Jonathan Kuttab, a Palestinian Christian and human rights lawyer, speaks at a ceasefire service at New York Avenue Presbyterian Church in Washington, D.C., on Dec. 11, 2023. (NCR photo/Aleja Hertzler-McCain)
On this week's episode of "The Nonviolent Jesus Podcast," I speak with Jonathan Kuttab of Palestine, executive director of Friends of Sabeel North America, a Christian solidarity group working with Palestinians for peace. I have worked with this organization for many years and gave a keynote speech at the Sabeel conference in Bethlehem in 2008 with Michel Sabbah, then-Latin patriarch of Jerusalem.
Kuttab is cofounder of the Palestinian human rights group Al-Haq and cofounder of Nonviolence International. A well-known international human rights attorney, Kuttab practices in the U.S., Palestine and Israel. He serves on the board of Bethlehem Bible College and is president of the Board of Holy Land Trust. He was the head of the Legal Committee negotiating the Cairo Agreement of 1994 between Israel and the Palestine Liberation Organization.
"The war on Gaza is continuing even today," he told me just before the U.S. and Israeli war on Iran began. "They're refusing medicine, food, journalists, aid, and they're using the ceasefire to continue the genocide. The world is allowing this to continue, and it breaks my heart."
"Most Christian Palestinians are nonviolent peacemakers, and have been since the first century," he said. "For Palestinians, nonviolence is the best option for Christians. Violence does not work. It does not deliver what it is supposed to deliver. But the entire message of Jesus comes down to 'My kingdom is not of this world.' The message of Jesus calls on all Christians to take a different position than the worldly powers. Christians need to condemn and not participate in the genocide going on today."
"It is possible for people to live together," Kattub said. "We have lived together peacefully in the past, and hopefully we will in the future. We are people of the Resurrection, and we believe God will have the last word so we have integrity to speak the truth in difficult times."

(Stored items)
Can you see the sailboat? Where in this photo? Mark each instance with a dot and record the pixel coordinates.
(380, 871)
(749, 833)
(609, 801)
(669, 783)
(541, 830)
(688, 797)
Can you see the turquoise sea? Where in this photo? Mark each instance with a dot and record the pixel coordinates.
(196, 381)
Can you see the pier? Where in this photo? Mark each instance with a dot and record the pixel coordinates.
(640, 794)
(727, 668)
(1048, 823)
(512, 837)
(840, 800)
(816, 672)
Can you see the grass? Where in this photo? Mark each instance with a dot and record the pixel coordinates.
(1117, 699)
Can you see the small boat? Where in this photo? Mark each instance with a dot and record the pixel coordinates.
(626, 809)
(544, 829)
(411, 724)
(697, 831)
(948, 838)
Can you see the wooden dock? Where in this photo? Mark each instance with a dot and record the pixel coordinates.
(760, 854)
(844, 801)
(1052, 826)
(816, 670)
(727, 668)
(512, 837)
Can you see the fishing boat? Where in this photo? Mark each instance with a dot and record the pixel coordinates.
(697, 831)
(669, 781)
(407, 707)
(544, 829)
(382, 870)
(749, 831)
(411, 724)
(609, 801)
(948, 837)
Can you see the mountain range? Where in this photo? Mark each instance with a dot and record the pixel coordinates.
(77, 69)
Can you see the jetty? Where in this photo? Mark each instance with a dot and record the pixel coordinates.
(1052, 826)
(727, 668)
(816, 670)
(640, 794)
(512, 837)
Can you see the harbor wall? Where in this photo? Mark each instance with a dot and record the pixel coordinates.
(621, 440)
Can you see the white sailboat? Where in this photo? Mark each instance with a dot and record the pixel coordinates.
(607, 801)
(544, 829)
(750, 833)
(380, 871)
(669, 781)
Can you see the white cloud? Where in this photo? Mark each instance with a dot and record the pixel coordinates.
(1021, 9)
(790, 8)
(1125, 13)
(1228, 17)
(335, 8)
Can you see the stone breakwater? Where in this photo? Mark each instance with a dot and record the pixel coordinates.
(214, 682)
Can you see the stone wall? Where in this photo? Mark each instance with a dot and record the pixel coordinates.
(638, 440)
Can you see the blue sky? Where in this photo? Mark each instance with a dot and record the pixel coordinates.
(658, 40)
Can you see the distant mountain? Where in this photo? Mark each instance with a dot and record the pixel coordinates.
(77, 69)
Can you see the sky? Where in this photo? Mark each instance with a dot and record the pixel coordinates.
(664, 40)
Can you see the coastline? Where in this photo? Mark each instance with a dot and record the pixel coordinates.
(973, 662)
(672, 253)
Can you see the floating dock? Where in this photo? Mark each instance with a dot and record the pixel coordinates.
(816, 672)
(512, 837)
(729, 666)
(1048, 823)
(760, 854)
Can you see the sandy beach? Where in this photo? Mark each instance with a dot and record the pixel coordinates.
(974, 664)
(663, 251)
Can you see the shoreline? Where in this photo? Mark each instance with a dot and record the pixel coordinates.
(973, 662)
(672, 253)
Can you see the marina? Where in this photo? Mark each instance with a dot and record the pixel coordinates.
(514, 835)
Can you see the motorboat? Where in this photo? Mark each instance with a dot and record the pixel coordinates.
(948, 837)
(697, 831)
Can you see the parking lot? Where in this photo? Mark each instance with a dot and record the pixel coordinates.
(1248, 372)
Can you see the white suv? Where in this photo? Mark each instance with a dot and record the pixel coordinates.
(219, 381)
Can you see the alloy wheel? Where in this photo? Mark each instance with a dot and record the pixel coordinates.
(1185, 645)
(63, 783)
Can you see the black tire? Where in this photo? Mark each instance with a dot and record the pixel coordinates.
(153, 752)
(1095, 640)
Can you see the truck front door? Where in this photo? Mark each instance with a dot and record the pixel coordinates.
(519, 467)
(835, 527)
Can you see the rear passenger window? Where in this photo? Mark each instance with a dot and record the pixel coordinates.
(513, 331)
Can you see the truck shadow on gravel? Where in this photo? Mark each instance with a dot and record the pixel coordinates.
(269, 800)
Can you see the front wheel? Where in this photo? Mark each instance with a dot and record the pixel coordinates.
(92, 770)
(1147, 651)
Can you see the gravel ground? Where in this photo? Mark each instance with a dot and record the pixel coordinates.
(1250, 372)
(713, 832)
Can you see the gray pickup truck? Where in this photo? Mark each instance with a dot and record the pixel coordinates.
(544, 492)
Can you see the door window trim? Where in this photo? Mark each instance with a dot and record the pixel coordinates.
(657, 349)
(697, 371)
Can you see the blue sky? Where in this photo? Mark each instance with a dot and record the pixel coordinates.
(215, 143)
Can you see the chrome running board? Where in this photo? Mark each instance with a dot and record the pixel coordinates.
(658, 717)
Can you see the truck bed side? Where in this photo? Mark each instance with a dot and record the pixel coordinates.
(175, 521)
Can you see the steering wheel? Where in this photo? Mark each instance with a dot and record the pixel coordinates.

To do -
a: Turn the paragraph of the Kuttab article that begins "Kuttab is cofounder of the Palestinian human rights group" into a short list that keeps its main facts.
b: According to the Kuttab article, what group does Kuttab serve as executive director?
c: Edit the Kuttab article: write out the part that opens with the words "Jonathan Kuttab, a" and closes with "(NCR photo/Aleja Hertzler-McCain)", putting "human rights attorney" in place of "human rights lawyer".
The stored items have nothing to do with the Kuttab article.

List of solutions -
a:
- Cofounder of the Palestinian human rights group Al-Haq and of Nonviolence International
- International human rights attorney practicing in the U.S., Palestine and Israel
- Board member of Bethlehem Bible College
- President of the Board of Holy Land Trust
- Former head of the Legal Committee that negotiated the 1994 Cairo Agreement between Israel and the Palestine Liberation Organization

b: Friends of Sabeel North America.

c:
Jonathan Kuttab, a Palestinian Christian and human rights attorney, speaks at a ceasefire service at New York Avenue Presbyterian Church in Washington, D.C., on Dec. 11, 2023. (NCR photo/Aleja Hertzler-McCain)